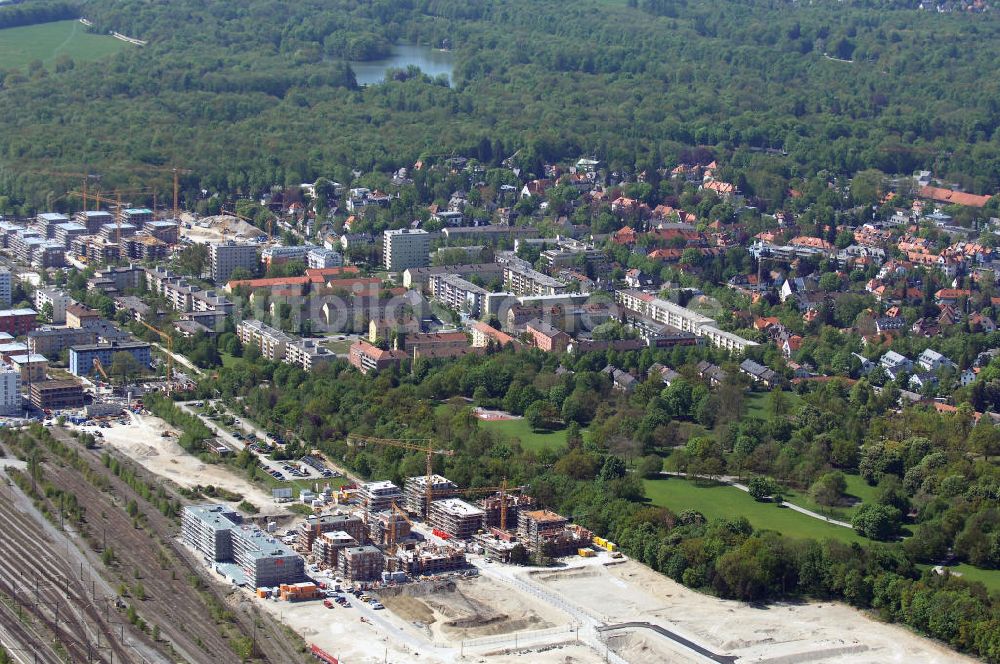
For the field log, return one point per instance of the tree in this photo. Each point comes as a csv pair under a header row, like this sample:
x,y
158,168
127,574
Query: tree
x,y
125,366
613,468
829,489
877,522
761,487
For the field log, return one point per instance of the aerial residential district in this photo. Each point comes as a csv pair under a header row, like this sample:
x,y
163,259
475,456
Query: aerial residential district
x,y
512,403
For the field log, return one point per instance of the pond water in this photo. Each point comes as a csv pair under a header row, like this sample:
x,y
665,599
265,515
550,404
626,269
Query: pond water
x,y
431,61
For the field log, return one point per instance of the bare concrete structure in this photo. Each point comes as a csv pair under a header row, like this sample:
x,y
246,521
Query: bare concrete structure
x,y
456,517
328,547
415,492
360,563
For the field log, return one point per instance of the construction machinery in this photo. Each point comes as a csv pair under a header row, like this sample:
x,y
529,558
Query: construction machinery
x,y
170,352
252,222
115,203
415,445
176,172
391,542
503,490
85,177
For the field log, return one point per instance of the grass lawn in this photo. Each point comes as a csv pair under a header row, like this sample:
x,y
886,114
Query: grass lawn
x,y
530,439
229,360
758,403
47,41
720,501
857,488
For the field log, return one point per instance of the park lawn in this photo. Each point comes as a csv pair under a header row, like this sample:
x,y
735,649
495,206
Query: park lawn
x,y
530,439
988,577
717,501
758,404
229,360
857,489
47,41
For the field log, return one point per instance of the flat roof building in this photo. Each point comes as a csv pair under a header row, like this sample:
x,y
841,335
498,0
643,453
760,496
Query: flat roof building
x,y
405,248
456,517
242,552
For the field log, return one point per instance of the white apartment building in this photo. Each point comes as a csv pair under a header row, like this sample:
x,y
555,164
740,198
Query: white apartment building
x,y
54,297
5,287
405,248
10,390
521,279
457,293
226,257
682,318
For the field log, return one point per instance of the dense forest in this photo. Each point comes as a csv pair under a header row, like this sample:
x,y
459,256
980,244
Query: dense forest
x,y
251,94
934,483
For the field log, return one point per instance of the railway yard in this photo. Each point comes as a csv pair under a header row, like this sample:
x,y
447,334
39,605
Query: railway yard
x,y
108,578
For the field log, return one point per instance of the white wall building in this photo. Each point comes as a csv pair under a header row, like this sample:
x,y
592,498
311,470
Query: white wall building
x,y
10,390
405,248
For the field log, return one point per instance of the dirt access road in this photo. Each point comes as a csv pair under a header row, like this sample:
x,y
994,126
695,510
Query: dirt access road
x,y
777,633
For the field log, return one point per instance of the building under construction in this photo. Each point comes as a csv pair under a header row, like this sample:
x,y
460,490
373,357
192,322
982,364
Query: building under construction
x,y
430,559
379,496
380,526
498,544
360,563
456,517
551,533
328,547
515,505
415,492
314,526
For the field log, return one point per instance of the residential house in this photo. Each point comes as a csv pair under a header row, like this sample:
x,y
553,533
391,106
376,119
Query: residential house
x,y
623,381
759,373
931,360
711,373
896,364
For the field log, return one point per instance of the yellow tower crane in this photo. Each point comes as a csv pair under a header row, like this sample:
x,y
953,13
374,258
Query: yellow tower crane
x,y
115,203
417,445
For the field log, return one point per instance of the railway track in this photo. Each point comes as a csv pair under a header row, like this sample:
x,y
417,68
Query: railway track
x,y
43,583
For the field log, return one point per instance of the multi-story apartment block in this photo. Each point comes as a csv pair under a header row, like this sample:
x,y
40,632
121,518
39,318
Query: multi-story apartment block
x,y
81,358
457,293
240,551
10,390
226,257
405,248
56,299
271,342
522,279
6,284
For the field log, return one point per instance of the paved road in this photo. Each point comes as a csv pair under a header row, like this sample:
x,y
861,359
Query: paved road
x,y
675,637
734,482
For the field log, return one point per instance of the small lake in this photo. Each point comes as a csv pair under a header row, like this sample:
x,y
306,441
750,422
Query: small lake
x,y
431,61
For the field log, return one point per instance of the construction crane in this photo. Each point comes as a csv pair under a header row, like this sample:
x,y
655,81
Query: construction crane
x,y
85,177
414,444
115,203
170,352
176,172
391,541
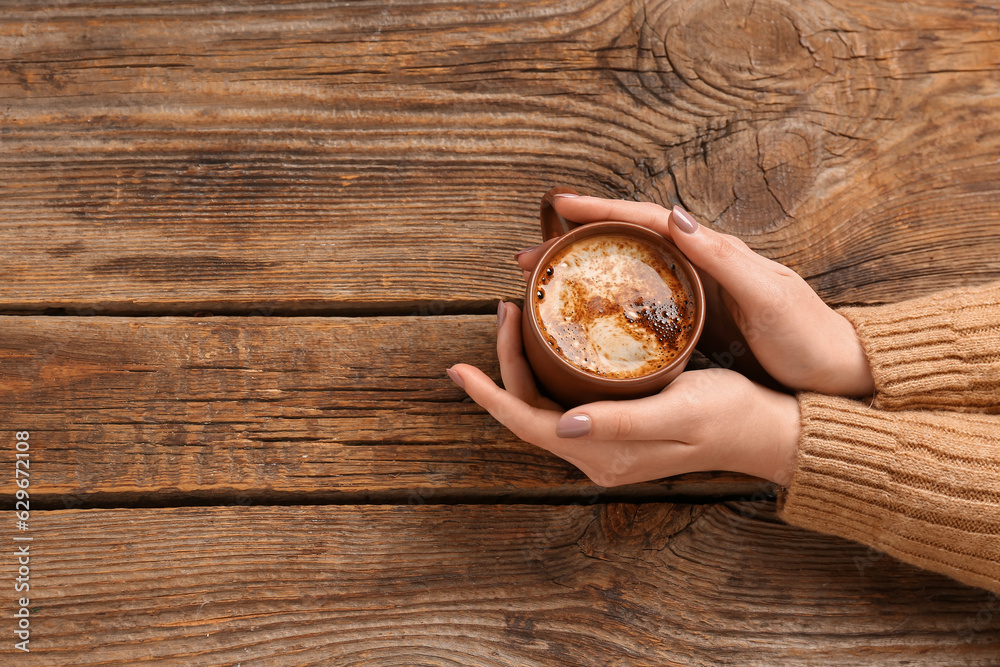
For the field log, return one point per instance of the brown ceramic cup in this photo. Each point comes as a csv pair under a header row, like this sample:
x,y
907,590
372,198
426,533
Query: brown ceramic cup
x,y
567,383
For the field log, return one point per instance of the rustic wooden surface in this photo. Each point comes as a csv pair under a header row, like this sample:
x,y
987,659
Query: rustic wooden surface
x,y
177,178
140,410
624,585
354,158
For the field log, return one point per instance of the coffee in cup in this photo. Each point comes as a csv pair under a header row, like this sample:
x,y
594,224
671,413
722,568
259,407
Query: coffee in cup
x,y
612,310
614,305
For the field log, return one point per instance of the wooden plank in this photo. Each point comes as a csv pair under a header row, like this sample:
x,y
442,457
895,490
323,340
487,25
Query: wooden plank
x,y
185,410
358,158
631,585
──────────────────────────────
Directions for this task. The answer must be the full listing, word for word, with no images in it.

Your solution.
For the field log, return one point per instance of the tree in this photo. Each point comes as a csv pair under a header row, like this sample:
x,y
158,168
127,574
Query: tree
x,y
125,366
613,468
829,489
877,522
761,487
For the field log, return one point per instance of the aerial residential district in this photo. Each point comes as a csv pair under a header row, like this sample:
x,y
163,259
475,456
Query: aerial residential district
x,y
512,403
For the field log, return one point per instance of the pond water in this photo. Each point comes as a csv pair under a header row, like this sample:
x,y
665,599
265,515
550,404
626,269
Query: pond water
x,y
431,61
For the field log, return one point per instance of the bare concrete structure in this photo. Each point comes as a csv pair under a header row, like this sample:
x,y
246,521
Query: bare concrete structure
x,y
456,517
328,547
415,492
360,563
For the field log, return one point per instance of the construction machinery in this photo. Each point comes as a csv pair under a header row, like this sample:
x,y
529,558
Query: construction machinery
x,y
170,352
252,222
115,203
415,445
176,172
391,542
503,490
85,177
For the field log, return one point per instance of the grass lawn in this photo. Each point comes as a csv pair under a header row, like this sample:
x,y
886,114
Query: grass lawn
x,y
530,439
229,360
758,403
47,41
720,501
857,488
For the field log, return one point per instance of the park lawn in this photo. Each point comes as a csv pair under a header row, like this sample:
x,y
735,649
495,206
Query: park lawn
x,y
530,439
988,577
717,501
758,404
229,360
857,489
47,41
For the field log, return one point per instance of the flat roof building in this photo. Each point comes as a csv pair under a header row, like this sample:
x,y
841,335
498,0
643,453
760,496
Query: flat roof building
x,y
405,248
456,517
242,552
For the field log, return one point per instance of the white apartment building in this photo. Each point comes as a csv pair under a header row, like this sample:
x,y
555,164
740,198
Query: white apartment building
x,y
54,297
5,287
405,248
10,390
521,279
457,293
226,257
682,318
For the field log, return one point per instance of the dense forest in this photo. Each point comes as a csv pair under a header row, like this sample:
x,y
459,256
980,244
Query: dense forest
x,y
251,94
934,483
For the field log, return one point per instance of the railway yard in this photo. Each point comes as a csv pair under a header row, like this sample:
x,y
447,334
39,605
Query: railway yard
x,y
108,578
For the field log, return one point per instance of the white wall building in this photo. Each point comes as a csv pair under a header row, like this sample:
x,y
592,498
311,470
Query: white wall building
x,y
10,390
405,248
For the field log, return one point per instance of the dirt access road in this photo. Each point comes as a csv pair under a header row, like this sample:
x,y
994,126
695,510
Query: dirt access road
x,y
777,633
For the field log, return one point per instance of the building under construction in this photo. Each point comes as a csv pair under a header row, like this sample:
x,y
460,490
373,357
192,322
982,364
Query: building under construction
x,y
430,559
379,496
380,526
498,544
360,563
456,517
551,533
328,547
515,505
415,492
314,526
For the field log, return one point per instance of the residential house in this photo. Each point comes as a csv pair under a header row, like this sample:
x,y
553,533
391,106
376,119
Query: residential house
x,y
623,381
759,373
931,360
711,373
896,364
For the field log, return one point per instance of the yellow tower crane in this photo. Each point comes as a csv pair under a header row, like this sample:
x,y
953,13
374,258
Query: yellow tower crane
x,y
115,203
417,445
For the field log, return one point per instance of the railway track in this photo. Each point comes as a csv pair under a header row, like this sample:
x,y
417,68
Query: railway track
x,y
43,583
For the field log, return one point per instance of the multi-story apartment block in this photo. Each point comes as a csv pair under a header row, like this sample:
x,y
40,632
121,518
39,318
Query: multi-story apartment block
x,y
81,358
457,293
240,551
10,390
226,257
405,248
56,299
271,342
522,279
6,284
For the field log, return one point per instance of the paved road in this photo. Each point comes as a csv pair under a header row, like this sample:
x,y
861,359
Query: paved road
x,y
675,637
734,482
For the field log, return one point per instance of the small lake in this photo. Each point comes as a csv pair under a header row, like this sample:
x,y
306,441
750,422
Query: small lake
x,y
431,61
For the field log, return one point per instance of the construction crane in this photo. Each point comes as a csv pair under a header row, like this sample:
x,y
655,81
Query: construction crane
x,y
85,177
414,444
115,203
170,352
176,172
391,541
For the field log, return one point per instance of the brown ceramic cup in this photo. Each point comes as a csv pair under a header row, like this sample:
x,y
907,590
372,198
426,533
Query: brown ceramic cup
x,y
567,383
For the field log, return one point per instance of the rustic wooden surface in this photo. Each point comes as a csv pair under a header row, like this sample:
x,y
987,659
Query: rustic wooden surface
x,y
177,178
140,410
624,585
354,158
For the field log, return one point per instance of the coffee in cup in this photo. Each point comes as a csv pair under a header row, like this sample:
x,y
594,224
671,413
722,568
259,407
Query: coffee in cup
x,y
612,310
614,305
For the field log, return one point per instance of the wooden plank in this photo. Each point comes as a csv pair under a header row, like this sample:
x,y
442,457
895,490
323,340
487,25
Query: wooden plank
x,y
185,410
358,158
631,585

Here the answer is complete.